====== Passage shown ======
Discussion:
[OMPI users] Progress issue with dynamic windows
Joseph Schuchart
2017-11-02 03:49:49 UTC
Permalink
All,

I came across what I consider another issue regarding progress in Open
MPI: consider one process (P1) polling locally on a regular window (W1)
for a local value to change (using MPI_Win_lock+MPI_Get+MPI_Win_unlock)
while a second process (P2) tries to read from a memory location in a
dynamic window (W2) on process P1 (using MPI_Rget+MPI_Wait, other
combinations affected as well). P2 will later update the memory location
waited on by P1. However, the read on the dynamic window stalls as the
(local) read on W1 on P1 does not trigger progress on the dynamic window
W2, causing the application to deadlock.

It is my understanding that process P1 should guarantee progress on any
communication it is involved in, irregardless of the window or window
type, and thus the communication should succeed. Is this assumption
correct? Or is P1 required to access W2 as well to ensure progress? I
can trigger progress on W2 on P1 by adding a call to MPI_Iprobe but that
seems like a hack to me. Also, if both W1 and W2 are regular (allocated)
windows the communication succeeds.

I am attaching a small reproducer, tested with Open MPI release 3.0.0 on
a single GNU/Linux node (Linux Mint 18.2, gcc 5.4.1, Linux
4.10.0-38-generic).

Many thanks in advance!

Joseph
--
Dipl.-Inf. Joseph Schuchart
High Performance Computing Center Stuttgart (HLRS)
Nobelstr. 19
D-70569 Stuttgart

Tel.: +49(0)711-68565890
Fax: +49(0)711-6856832
E-Mail: ***@hlrs.de
Nathan Hjelm
2017-11-02 03:54:34 UTC
Permalink
This is a known issue when using osc/pt2pt. The only way to get progress is to enable (it is not on by default) it at the network level (btl). How this is done depends on the underlying transport.

-Nathan
All,
I came across what I consider another issue regarding progress in Open MPI: consider one process (P1) polling locally on a regular window (W1) for a local value to change (using MPI_Win_lock+MPI_Get+MPI_Win_unlock) while a second process (P2) tries to read from a memory location in a dynamic window (W2) on process P1 (using MPI_Rget+MPI_Wait, other combinations affected as well). P2 will later update the memory location waited on by P1. However, the read on the dynamic window stalls as the (local) read on W1 on P1 does not trigger progress on the dynamic window W2, causing the application to deadlock.
======
| Set of tasks |
a: In the Open MPI thread, which Open MPI release was the attached reproducer tested with?
b: List every MPI function named in the Open MPI thread.
c: Continue the Open MPI thread from the point where it stops.
The items after this point come from a different source.
====== Data listing ======
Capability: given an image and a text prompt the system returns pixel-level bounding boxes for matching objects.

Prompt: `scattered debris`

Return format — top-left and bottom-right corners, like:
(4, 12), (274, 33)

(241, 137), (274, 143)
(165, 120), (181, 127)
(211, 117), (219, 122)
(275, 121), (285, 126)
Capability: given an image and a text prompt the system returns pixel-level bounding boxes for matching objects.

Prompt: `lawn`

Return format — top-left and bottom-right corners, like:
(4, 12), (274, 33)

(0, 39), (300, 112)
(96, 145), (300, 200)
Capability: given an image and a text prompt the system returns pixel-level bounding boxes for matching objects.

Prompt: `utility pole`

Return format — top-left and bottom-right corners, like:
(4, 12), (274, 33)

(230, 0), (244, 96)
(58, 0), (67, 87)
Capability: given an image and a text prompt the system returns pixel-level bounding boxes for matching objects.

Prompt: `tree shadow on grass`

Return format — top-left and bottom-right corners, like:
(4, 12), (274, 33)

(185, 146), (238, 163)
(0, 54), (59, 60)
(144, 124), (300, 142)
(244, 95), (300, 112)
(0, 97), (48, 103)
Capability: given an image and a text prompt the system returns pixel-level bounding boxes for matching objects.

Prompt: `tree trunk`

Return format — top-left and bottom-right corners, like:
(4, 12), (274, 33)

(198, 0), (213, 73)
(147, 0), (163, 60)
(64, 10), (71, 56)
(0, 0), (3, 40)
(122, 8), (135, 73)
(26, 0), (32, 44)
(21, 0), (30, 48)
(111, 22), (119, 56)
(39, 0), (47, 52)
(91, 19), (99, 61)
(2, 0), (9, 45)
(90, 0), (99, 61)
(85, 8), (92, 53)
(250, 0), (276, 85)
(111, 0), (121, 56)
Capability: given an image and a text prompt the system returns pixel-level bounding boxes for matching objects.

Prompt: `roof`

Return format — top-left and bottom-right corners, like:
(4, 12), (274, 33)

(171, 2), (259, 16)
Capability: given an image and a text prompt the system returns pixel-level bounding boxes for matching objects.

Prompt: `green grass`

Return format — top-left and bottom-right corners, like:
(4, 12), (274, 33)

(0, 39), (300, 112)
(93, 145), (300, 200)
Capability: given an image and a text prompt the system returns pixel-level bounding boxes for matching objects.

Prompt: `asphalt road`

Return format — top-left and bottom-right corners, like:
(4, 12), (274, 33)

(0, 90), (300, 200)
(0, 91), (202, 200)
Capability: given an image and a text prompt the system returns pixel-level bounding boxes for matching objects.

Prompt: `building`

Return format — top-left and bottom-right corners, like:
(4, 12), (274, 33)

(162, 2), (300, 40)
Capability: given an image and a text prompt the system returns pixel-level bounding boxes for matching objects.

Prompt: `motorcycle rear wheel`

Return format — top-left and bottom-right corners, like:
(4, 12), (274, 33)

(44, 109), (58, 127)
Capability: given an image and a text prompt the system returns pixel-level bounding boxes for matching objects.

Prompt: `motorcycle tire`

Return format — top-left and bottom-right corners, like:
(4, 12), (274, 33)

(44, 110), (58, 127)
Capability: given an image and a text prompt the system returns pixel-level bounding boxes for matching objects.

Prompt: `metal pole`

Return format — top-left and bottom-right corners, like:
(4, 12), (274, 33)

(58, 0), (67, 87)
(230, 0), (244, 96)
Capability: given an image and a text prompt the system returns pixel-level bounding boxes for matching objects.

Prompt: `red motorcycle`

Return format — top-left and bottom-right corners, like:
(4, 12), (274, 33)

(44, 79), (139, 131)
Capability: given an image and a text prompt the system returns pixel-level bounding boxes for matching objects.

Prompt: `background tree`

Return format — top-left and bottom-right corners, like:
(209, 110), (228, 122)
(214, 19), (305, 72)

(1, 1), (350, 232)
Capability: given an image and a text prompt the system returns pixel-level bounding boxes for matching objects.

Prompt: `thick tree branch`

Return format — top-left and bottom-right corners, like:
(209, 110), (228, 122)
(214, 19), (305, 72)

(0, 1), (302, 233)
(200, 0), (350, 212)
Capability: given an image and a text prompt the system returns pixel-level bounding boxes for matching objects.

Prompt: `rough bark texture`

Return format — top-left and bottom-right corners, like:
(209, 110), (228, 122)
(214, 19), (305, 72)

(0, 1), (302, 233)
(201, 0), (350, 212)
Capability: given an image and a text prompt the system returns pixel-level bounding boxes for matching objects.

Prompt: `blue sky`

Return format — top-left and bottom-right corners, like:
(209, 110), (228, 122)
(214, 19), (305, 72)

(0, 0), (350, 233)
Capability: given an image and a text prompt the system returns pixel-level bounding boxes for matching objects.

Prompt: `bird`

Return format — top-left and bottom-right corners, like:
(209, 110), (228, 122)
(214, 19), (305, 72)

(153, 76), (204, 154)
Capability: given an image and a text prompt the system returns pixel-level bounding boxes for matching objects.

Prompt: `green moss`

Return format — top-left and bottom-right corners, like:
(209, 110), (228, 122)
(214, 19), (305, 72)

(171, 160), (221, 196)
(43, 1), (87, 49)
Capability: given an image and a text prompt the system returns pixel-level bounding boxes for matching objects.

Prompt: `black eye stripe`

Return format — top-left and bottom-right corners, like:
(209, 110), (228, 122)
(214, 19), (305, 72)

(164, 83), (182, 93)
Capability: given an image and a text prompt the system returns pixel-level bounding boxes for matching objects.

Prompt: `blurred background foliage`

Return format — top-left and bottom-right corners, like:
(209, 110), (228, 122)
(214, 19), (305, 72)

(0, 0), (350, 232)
======
| Outputs in order |
a: Open MPI release 3.0.0

b: MPI_Win_lock, MPI_Get, MPI_Win_unlock, MPI_Rget, MPI_Wait, MPI_Iprobe

c:
It is my understanding that process P1 should guarantee progress on any communication it is involved in, irregardless of the window or window type, and thus the communication should succeed. Is this assumption correct? Or is P1 required to access W2 as well to ensure progress? I can trigger progress on W2 on P1 by adding a call to MPI_Iprobe but that seems like a hack to me. Also, if both W1 and W2 are regular (allocated) windows the communication succeeds.
I am attaching a small reproducer, tested with Open MPI release 3.0.0 on a single GNU/Linux node (Linux Mint 18.2, gcc 5.4.1, Linux 4.10.0-38-generic).
Many thanks in advance!
Joseph
--
Dipl.-Inf. Joseph Schuchart
High Performance Computing Center Stuttgart (HLRS)
Nobelstr. 19
D-70569 Stuttgart
Tel.: +49(0)711-68565890
Fax: +49(0)711-6856832
<ompi_dynamicwin_hang.c>_______________________________________________
users mailing list
https://lists.open-mpi.org/mailman/listinfo/users
Nathan Hjelm
2017-11-02 04:04:33 UTC
Permalink
Hmm, though I thought we also make calls to opal_progress () in your case (calling MPI_Win_lock on self). Open a bug on github and I will double-check.
Post by Nathan Hjelm
This is a known issue when using osc/pt2pt. The only way to get progress is to enable (it is not on by default) it at the network level (btl). How this is done depends on the underlying transport.
-Nathan
All,
I came across what I consider another issue regarding progress in Open MPI: consider one process (P1) polling locally on a regular window (W1) for a local value to change (using MPI_Win_lock+MPI_Get+MPI_Win_unlock) while a second process (P2) tries to read from a memory location in a dynamic window (W2) on process P1 (using MPI_Rget+MPI_Wait, other combinations affected as well). P2 will later update the memory location waited on by P1. However, the read on the dynamic window stalls as the (local) read on W1 on P1 does not trigger progress on the dynamic window W2, causing the application to deadlock.
It is my understanding that process P1 should guarantee progress on any communication it is involved in, irregardless of the window or window type, and thus the communication should succeed. Is this assumption correct? Or is P1 required to access W2 as well to ensure progress? I can trigger progress on W2 on P1 by adding a call to MPI_Iprobe but that seems like a hack to me. Also, if both W1 and W2 are regular (allocated) windows the communication succeeds.
I am attaching a small reproducer, tested with Open MPI release 3.0.0 on a single GNU/Linux node (Linux Mint 18.2, gcc 5.4.1, Linux 4.10.0-38-generic).
Many thanks in advance!
Joseph
--
Dipl.-Inf. Joseph Schuchart
High Performance Computing Center Stuttgart (HLRS)
Nobelstr. 19
D-70569 Stuttgart
Tel.: +49(0)711-68565890
Fax: +49(0)711-6856832
<ompi_dynamicwin_hang.c>_______________________________________________
users mailing list
https://lists.open-mpi.org/mailman/listinfo/users
_______________________________________________
users mailing list
https://lists.open-mpi.org/mailman/listinfo/users
Joseph Schuchart
2017-11-02 04:19:25 UTC
Permalink
Nathan,

Thank you for your reply. I opened an issue:
https://github.com/open-mpi/ompi/issues/4434

Thanks,
Joseph
Post by Nathan Hjelm
Hmm, though I thought we also make calls to opal_progress () in your case (calling MPI_Win_lock on self). Open a bug on github and I will double-check.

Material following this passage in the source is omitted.